§ Goal: Skip the pictures and repeat each line of the data exactly.

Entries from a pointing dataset
**********

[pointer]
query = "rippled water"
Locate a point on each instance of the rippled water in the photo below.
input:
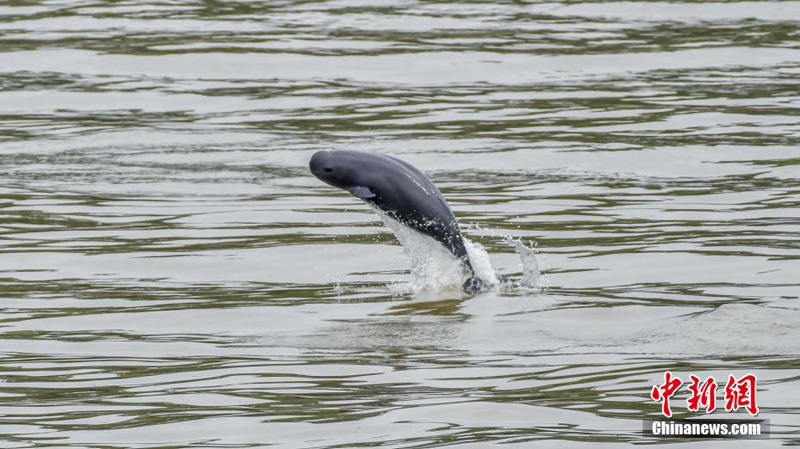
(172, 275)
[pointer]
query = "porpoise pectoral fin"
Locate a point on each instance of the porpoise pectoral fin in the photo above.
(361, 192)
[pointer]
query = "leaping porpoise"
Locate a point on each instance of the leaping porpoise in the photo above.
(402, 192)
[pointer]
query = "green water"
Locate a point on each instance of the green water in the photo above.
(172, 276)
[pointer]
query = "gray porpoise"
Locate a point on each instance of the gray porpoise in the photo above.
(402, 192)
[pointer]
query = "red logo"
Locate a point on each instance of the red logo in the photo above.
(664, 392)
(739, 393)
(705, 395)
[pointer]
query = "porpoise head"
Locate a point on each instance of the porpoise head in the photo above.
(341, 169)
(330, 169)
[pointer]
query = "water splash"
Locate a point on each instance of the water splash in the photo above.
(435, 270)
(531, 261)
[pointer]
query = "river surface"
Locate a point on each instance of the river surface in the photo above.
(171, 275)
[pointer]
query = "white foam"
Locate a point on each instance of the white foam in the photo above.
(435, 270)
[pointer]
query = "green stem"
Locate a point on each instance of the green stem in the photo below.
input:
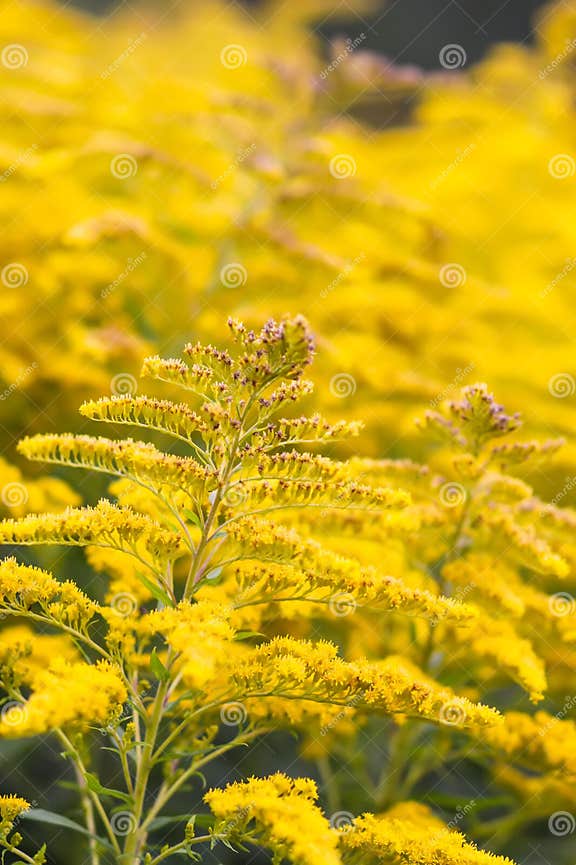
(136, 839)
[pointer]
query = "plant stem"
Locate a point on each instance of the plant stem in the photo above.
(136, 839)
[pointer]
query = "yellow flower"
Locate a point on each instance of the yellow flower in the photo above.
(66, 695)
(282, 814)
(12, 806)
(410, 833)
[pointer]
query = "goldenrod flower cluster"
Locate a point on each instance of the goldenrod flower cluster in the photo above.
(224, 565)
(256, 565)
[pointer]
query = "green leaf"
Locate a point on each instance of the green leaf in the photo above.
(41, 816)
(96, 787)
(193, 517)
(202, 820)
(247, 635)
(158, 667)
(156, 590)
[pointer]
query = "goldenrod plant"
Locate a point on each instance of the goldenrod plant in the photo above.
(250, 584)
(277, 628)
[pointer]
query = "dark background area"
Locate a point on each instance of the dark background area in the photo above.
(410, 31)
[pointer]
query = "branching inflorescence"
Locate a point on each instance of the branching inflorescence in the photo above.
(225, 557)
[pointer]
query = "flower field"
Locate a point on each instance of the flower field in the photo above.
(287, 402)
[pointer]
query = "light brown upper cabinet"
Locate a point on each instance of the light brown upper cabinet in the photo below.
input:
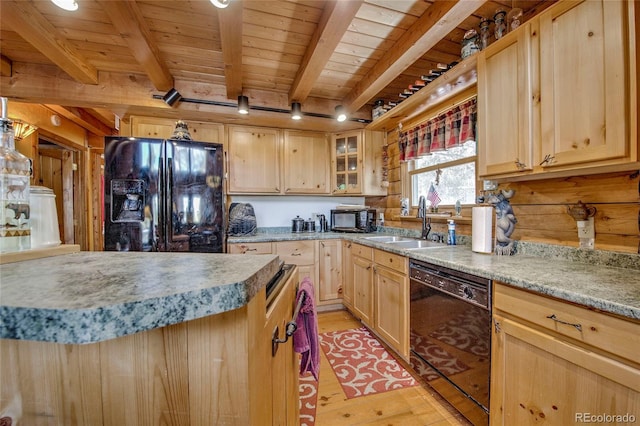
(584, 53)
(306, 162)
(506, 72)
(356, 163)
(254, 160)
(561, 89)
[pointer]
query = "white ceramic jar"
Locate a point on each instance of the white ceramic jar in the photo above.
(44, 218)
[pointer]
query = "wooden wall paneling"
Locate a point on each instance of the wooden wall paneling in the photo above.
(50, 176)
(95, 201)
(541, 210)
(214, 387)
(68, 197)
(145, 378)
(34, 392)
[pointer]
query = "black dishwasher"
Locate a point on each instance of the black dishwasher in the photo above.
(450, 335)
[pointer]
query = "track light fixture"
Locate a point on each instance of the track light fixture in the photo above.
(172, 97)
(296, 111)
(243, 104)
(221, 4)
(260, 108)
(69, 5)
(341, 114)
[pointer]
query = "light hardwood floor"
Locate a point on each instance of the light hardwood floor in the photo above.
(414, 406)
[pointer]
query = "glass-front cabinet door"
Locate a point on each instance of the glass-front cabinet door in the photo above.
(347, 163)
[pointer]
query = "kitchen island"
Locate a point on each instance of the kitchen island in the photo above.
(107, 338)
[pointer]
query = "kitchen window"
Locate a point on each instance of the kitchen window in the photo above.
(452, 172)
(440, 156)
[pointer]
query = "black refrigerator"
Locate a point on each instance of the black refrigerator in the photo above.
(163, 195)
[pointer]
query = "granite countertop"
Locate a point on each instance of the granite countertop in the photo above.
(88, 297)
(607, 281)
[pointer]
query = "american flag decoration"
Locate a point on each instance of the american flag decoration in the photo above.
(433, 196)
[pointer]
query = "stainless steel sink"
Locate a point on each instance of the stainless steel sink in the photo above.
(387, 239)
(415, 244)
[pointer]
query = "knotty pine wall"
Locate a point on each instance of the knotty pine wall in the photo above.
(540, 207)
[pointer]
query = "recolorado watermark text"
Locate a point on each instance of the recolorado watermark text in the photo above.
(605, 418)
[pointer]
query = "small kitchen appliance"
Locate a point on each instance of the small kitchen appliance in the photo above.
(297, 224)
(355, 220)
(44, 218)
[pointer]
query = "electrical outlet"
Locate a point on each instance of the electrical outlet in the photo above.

**********

§ Problem solution:
[pointer]
query = "rippled water"
Locate a point on each instance of the rippled water in the photo below.
input:
(172, 275)
[pointer]
query = "porpoise pectoral fin"
Locate a point on each instance of the porpoise pectoral fin in the photo above.
(361, 192)
[pointer]
query = "leaping porpoise"
Locate a point on each instance of the leaping porpoise in the photo above.
(402, 192)
[pointer]
query = "green water"
Locate a point on each instance of the green water in the photo above.
(172, 276)
[pointer]
query = "gray porpoise"
Locate a point on each instance of the gray porpoise in the photo above.
(402, 192)
[pointer]
query = "red logo"
Locate a point on each instance of the red logo in the photo above.
(664, 392)
(739, 393)
(705, 395)
[pointer]
query = "porpoise head"
Locate a point on each instance of the porpoise head in the photo above.
(341, 169)
(330, 169)
[pointer]
query = "water splash"
Locate a point on each instance of the water splash in the photo above.
(435, 270)
(531, 261)
[pointer]
query = "river surface"
Locate a point on each instance of the river surface in the photo above.
(171, 275)
[pointer]
query = "white foam"
Locate a point on each instance of the white foam in the photo above.
(435, 270)
[pointer]
query = "green stem"
Locate a point on each instance of the green stem in the photo below.
input:
(136, 839)
[pointer]
query = "plant stem"
Locate a point on each instance of the plant stem in the photo above.
(136, 839)
[pointer]
query = "yellow flower"
Locate a point on each instance of the yellow flower in the photo above.
(66, 695)
(282, 814)
(12, 806)
(410, 833)
[pointer]
query = "goldenrod flower cluster"
Locate a point on each instance of the goldenrod flower cluster in the photo above.
(224, 565)
(256, 565)
[pointer]
query = "green leaf"
Locate a point on each instance of the green leaf in the photo above.
(41, 816)
(96, 787)
(193, 517)
(202, 820)
(247, 635)
(158, 667)
(156, 590)
[pointer]
query = "goldenrod plant"
Locate a point on each instance of the goldenrod plant in the photo above.
(250, 584)
(277, 628)
[pointer]
query = "dark background area"
Locate a point on each instance of the dark background area in the photo above.
(410, 31)
[pointer]
query = "branching inflorescence"
Locate a point on each instance of the branching inflorescence in the photo above.
(225, 557)
[pointer]
query = "flower field"
Locate a point on each instance of the flower field in the photo above.
(287, 402)
[pointer]
query = "light brown upper cabinet"
Locate a point on each instance of the light brown upper cabinet in the photo below.
input:
(584, 53)
(306, 162)
(506, 72)
(356, 163)
(254, 160)
(561, 89)
[pointer]
query = "white ceramic jar"
Locate a point on each instance of the white ceramic jar in the photo above.
(44, 218)
[pointer]
query = "wooden wall paneling"
Locate a point on each instance of the wooden wall paneling in the photo above.
(50, 176)
(95, 201)
(541, 210)
(214, 387)
(68, 197)
(145, 378)
(34, 392)
[pointer]
query = "black dishwasher"
Locate a point on each instance of the black dishwasher in the photo above.
(450, 335)
[pointer]
query = "track light fixture"
Locate a point on each instance of the track light fixture in the photo above.
(172, 97)
(296, 111)
(243, 104)
(221, 4)
(260, 108)
(69, 5)
(341, 114)
[pointer]
query = "light hardwood floor"
Locate a point on each instance of the light hardwood floor in the photo above.
(414, 406)
[pointer]
query = "glass-front cabinet door"
Locate a point on each instance of the glass-front cabinet door in the photo above.
(347, 163)
[pointer]
query = "kitchen island"
Locate a point on each instance of the kitchen island in the photo above.
(107, 338)
[pointer]
query = "kitchen window"
Locate a point on each instance of the kitchen window in the photo above.
(452, 172)
(440, 156)
[pointer]
query = "black refrigerator"
Locate a point on each instance of the black refrigerator in the photo above.
(163, 195)
[pointer]
query = "granite countertop"
Locate a point on each instance of the granite countertop in the photo above.
(88, 297)
(607, 281)
[pointer]
query = "american flag decoration"
Locate a point on each instance of the american flag decoration in the photo above.
(433, 196)
[pointer]
query = "stainless steel sink"
Locate a point on each instance of the stainless steel sink in the photo above.
(387, 239)
(415, 244)
[pointer]
query = "knotty pine wall"
Locate a point on each instance of the knotty pine wall in the photo above.
(540, 207)
[pointer]
query = "recolorado watermark text"
Locate a point on each instance of the recolorado watermark text in the photo above.
(605, 418)
[pointer]
query = "small kitchen appliance"
Locate a point on each instance of the small kitchen appliance in the photo above.
(297, 224)
(355, 220)
(44, 218)
[pointer]
query = "electrical outlet"
Locate a point on each instance of the electrical outlet in the photo above.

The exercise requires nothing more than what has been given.